** Provided passage **
(begin)
URI Declaration Versus Use
Views
expressed herein are those of the author and do not necessarily
reflect those of HP.
Abstract
It is important to distinguish between a URI declaration and regular
assertions about the URI's associated resource. This distinction
enables different parties to make different choices about which
assertions to accept, while still sharing a common definition of the
associated resource. This distinction is not apparent in RDF, because
URIs are declared implicitly in RDF. The need becomes apparent
when the URI of a non-information resource is dereferenced in an
attempt to locate related information. This paper motivates and
explains this distinction, defines the notions of URI declaration and URI declaration page, and suggests
some related best practices. It also proposes a Web architectural
rule specifying how URIs for non-information resources can be
conveniently declared using established 303-redirect or hash URI
mechanisms.
Table of Contents
Introduction
When an HTTP URI is used to name something that is not a web page or
web site (i.e., not an information
resource), it is important to distinguish between the declaration
of that URI as a name for a particular resource, and regular assertions
about that resource. This difference is important to Web
architecture and to other parties that wish to use the URI in
assertions about the resource. The issue arises when
another party attempts to dereference the URI in order to learn about
the URI and its associated resource. The other party may wish to
make use of the URI as a means of referring to the resource, without
necessarily believing other assertions that are made about the
resource.
This difference is particularly confusing in RDF. Many
programming languages distinguish between variable declarations
and variable use, but RDF does not have a corresponding mechanism for
URI declaration. Thus, when RDF
statements are served from a URI, it may not be evident which
of those RDF statements are intended to constitute a URI declaration
and which
are intended to be regular assertions about the resource. They
all look the same. In fact, given an RDF triple, there is no way
to determine, by examining the triple, whether that triple should be
considered a part of the URI declaration or a regular assertion about
the resource. It is up to the URI owner to indicate this
distinction.
This paper describes the distinction between URI declaration and use,
and suggests some best practices. Even though this paper is
written in terms of URIs,
the concepts apply equally to IRIs. (See RFC 3986 and RFC 3987 for advice on
minting URIs and IRIs.) The following example will be used to
illustrate the ideas.
Example: A URI for the Moon
Suppose I mint a URI for the moon: http://dbooth.org/2007/moon/
. I own the domain dbooth.org, so I have the authority to do
so. (See URI
ownership.) Since the moon is not an information resource, in
conformance with the W3C
TAG's httpRange-14 decision I have
configured my server such that an attempt to dereference that URI will
result in a 303-redirect to http://dbooth.org/2007/moon/decl.html
, which, when dereferenced, returns a page containing the following
statements:
The role of these statements is discussed below.
URI declaration
Definition: A URI declaration is a set of statements that
authoritatively declare
the association between a URI and a particular resource.
A URI declaration is a performative speech act. (See Cowen's
message or Wikipedia.)
(end)
** Given task a **
According to the text on URI declaration versus use, what kind of speech act is a URI declaration?

Segmentation dataset records:
(begin)
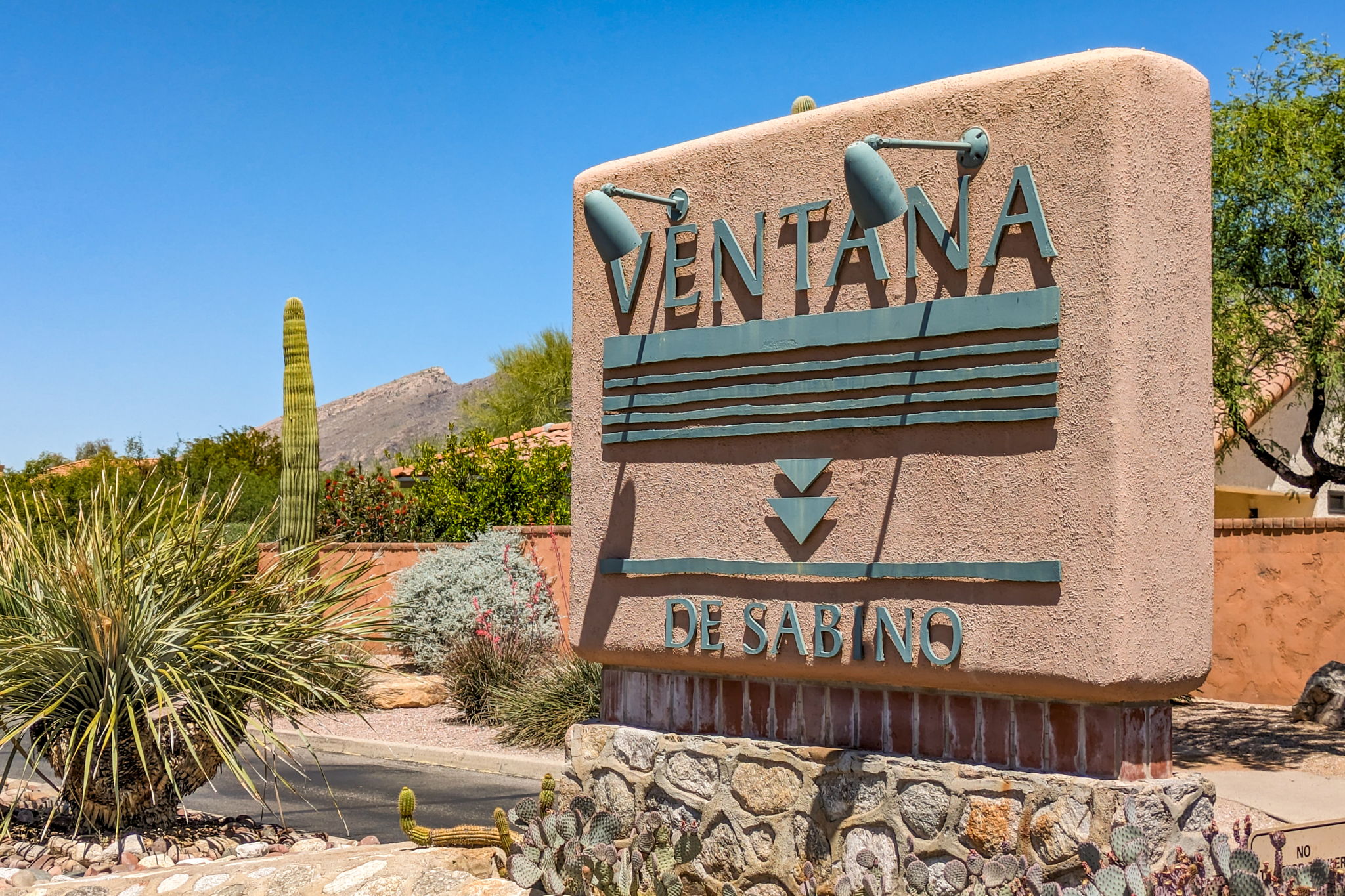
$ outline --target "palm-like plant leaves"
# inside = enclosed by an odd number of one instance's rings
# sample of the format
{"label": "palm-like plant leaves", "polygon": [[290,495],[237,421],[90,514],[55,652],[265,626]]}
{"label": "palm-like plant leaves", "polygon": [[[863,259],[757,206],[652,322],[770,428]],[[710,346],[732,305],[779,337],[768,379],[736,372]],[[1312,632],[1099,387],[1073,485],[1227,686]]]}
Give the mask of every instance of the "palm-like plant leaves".
{"label": "palm-like plant leaves", "polygon": [[237,501],[114,477],[73,513],[0,498],[0,747],[31,737],[86,822],[171,818],[222,767],[257,795],[239,746],[273,768],[273,720],[354,708],[386,627],[367,564],[320,572],[312,544],[258,570],[272,520],[231,535]]}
(end)
** Given task b **
Transcribe the segmentation dataset listing above line for line, leaving out the pictures.

** Task solution a **
A performative speech act.

** Task solution b **
$ outline --target "palm-like plant leaves"
# inside = enclosed by an odd number of one instance's rings
# sample of the format
{"label": "palm-like plant leaves", "polygon": [[290,495],[237,421],[90,514],[55,652],[265,626]]}
{"label": "palm-like plant leaves", "polygon": [[[863,259],[757,206],[652,322],[770,428]],[[710,346],[732,305],[779,337],[768,379],[736,372]],[[1312,632],[1099,387],[1073,485],[1227,686]]]}
Give the mask of every instance of the "palm-like plant leaves".
{"label": "palm-like plant leaves", "polygon": [[237,501],[114,477],[73,513],[0,498],[0,747],[31,737],[86,822],[171,818],[222,767],[257,795],[239,746],[273,768],[273,720],[354,708],[386,627],[367,564],[320,572],[312,544],[258,570],[272,520],[231,535]]}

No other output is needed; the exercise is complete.